*Prompt*
Select every line in the entries below that contains the word "croissant", and copy each one in full.

[begin Supplied material]

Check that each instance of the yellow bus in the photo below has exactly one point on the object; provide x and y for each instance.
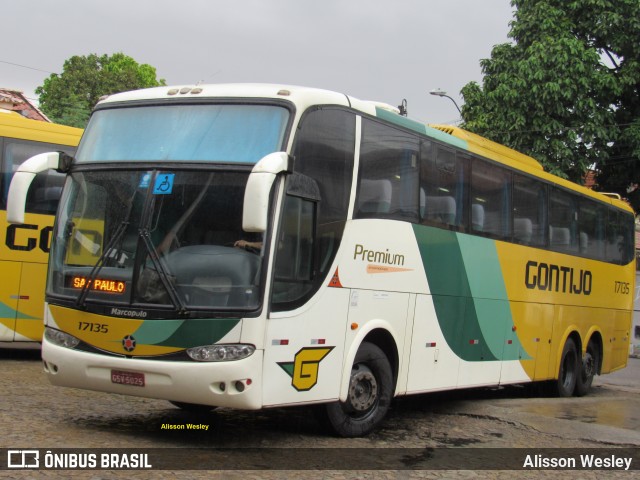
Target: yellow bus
(256, 246)
(24, 248)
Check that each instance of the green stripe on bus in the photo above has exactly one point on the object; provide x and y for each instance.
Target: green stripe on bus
(7, 312)
(420, 128)
(196, 332)
(469, 294)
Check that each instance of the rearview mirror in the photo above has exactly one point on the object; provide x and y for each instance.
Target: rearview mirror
(21, 181)
(255, 210)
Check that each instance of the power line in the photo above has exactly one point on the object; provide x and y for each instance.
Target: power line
(25, 66)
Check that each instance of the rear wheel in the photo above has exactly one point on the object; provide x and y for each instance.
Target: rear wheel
(369, 396)
(588, 369)
(569, 370)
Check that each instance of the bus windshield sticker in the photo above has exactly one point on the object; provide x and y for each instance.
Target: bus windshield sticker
(164, 184)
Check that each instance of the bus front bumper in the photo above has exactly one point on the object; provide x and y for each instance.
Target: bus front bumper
(234, 384)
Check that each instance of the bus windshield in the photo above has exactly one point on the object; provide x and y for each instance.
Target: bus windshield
(189, 133)
(155, 238)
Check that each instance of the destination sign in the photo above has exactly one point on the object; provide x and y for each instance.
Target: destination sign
(98, 285)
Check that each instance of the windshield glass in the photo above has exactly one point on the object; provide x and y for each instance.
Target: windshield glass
(155, 238)
(179, 132)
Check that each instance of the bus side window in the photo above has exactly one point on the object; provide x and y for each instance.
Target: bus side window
(591, 229)
(443, 186)
(491, 194)
(619, 237)
(563, 215)
(529, 211)
(324, 152)
(389, 173)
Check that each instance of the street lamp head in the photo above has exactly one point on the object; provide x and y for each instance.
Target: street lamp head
(438, 92)
(442, 93)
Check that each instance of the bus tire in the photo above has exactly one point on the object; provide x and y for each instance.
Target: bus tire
(369, 396)
(588, 369)
(569, 370)
(192, 407)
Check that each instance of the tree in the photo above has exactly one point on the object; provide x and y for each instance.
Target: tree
(566, 90)
(68, 98)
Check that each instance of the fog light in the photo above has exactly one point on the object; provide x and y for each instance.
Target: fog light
(61, 339)
(220, 353)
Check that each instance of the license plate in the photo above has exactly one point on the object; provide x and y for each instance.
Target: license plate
(127, 378)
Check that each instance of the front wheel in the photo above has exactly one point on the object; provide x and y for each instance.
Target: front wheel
(588, 369)
(369, 396)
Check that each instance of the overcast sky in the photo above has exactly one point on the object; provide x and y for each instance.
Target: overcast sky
(383, 50)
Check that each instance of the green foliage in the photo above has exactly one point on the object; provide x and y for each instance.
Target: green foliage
(69, 97)
(566, 90)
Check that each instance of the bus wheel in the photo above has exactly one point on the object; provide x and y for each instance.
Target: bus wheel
(588, 369)
(569, 370)
(369, 397)
(192, 407)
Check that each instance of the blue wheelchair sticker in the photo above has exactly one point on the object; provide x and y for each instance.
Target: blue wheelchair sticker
(164, 184)
(144, 181)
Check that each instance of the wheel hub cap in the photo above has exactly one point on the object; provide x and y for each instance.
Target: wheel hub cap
(363, 389)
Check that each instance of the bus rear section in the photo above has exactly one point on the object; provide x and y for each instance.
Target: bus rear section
(24, 248)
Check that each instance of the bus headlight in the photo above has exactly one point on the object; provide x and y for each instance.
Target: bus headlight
(220, 353)
(60, 339)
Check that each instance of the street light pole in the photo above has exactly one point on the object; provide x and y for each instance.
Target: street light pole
(441, 93)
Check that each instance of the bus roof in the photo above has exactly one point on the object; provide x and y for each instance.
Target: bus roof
(14, 125)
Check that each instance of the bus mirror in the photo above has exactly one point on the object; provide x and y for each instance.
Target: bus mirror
(255, 209)
(21, 182)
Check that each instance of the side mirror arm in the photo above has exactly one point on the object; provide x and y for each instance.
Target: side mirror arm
(255, 209)
(21, 181)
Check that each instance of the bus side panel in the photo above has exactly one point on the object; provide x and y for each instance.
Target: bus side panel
(433, 364)
(29, 322)
(9, 293)
(304, 349)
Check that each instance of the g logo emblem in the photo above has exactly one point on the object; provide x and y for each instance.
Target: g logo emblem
(305, 367)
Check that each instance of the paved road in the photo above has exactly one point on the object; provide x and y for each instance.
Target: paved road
(35, 414)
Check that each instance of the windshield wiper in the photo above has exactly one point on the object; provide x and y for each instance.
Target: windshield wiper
(106, 252)
(161, 271)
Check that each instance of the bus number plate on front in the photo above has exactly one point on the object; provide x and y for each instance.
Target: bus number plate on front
(127, 378)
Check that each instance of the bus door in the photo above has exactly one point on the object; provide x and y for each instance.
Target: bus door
(306, 327)
(9, 294)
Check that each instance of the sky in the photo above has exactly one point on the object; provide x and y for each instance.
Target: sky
(383, 50)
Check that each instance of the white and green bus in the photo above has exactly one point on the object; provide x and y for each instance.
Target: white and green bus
(255, 246)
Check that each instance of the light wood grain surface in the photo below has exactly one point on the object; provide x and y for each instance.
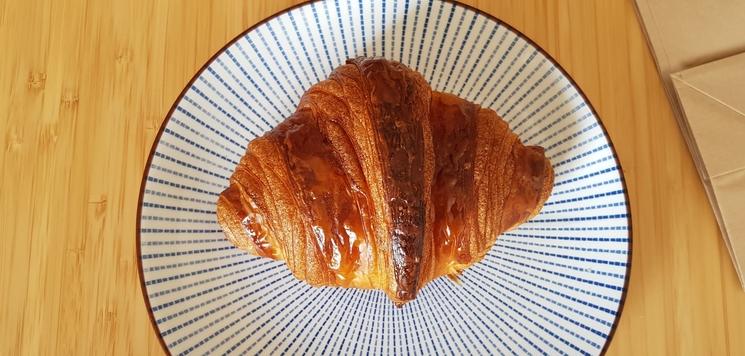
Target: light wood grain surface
(84, 86)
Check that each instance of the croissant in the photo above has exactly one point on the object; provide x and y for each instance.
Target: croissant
(378, 182)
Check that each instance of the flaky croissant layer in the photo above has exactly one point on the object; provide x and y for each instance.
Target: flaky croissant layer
(376, 181)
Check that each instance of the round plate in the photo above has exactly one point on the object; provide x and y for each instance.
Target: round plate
(553, 285)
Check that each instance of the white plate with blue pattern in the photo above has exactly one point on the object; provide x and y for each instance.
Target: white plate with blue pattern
(554, 285)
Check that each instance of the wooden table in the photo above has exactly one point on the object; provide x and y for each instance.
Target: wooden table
(84, 86)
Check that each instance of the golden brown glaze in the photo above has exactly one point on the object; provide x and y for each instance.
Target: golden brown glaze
(378, 182)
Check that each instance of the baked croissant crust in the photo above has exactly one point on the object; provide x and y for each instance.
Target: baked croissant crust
(378, 182)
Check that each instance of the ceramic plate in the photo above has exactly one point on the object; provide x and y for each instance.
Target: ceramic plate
(554, 285)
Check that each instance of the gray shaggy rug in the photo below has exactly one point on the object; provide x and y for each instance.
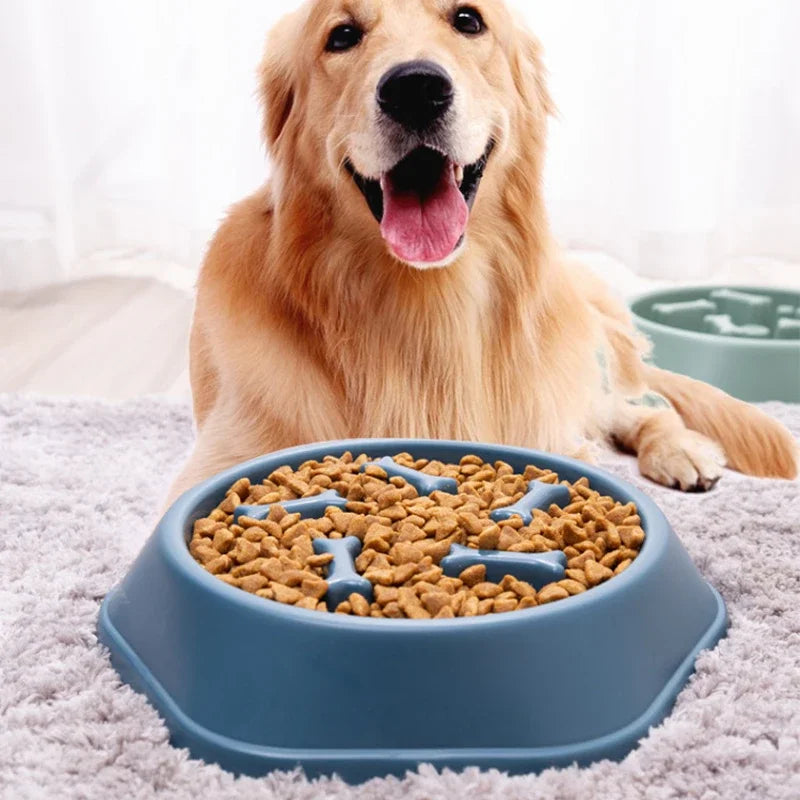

[end Supplied material]

*Task answer*
Check that each instance of the croissant in the photo above has exactly one point on the object; provide x and y for each instance.
Target: croissant
Check that each instance of the flaky croissant layer in the photo above has exactly one point on the object; provide x and y for each instance.
Target: flaky croissant layer
Check that each instance of the baked croissant crust in the photo above has exactly one point on the object; provide x and y for each instance.
Target: baked croissant crust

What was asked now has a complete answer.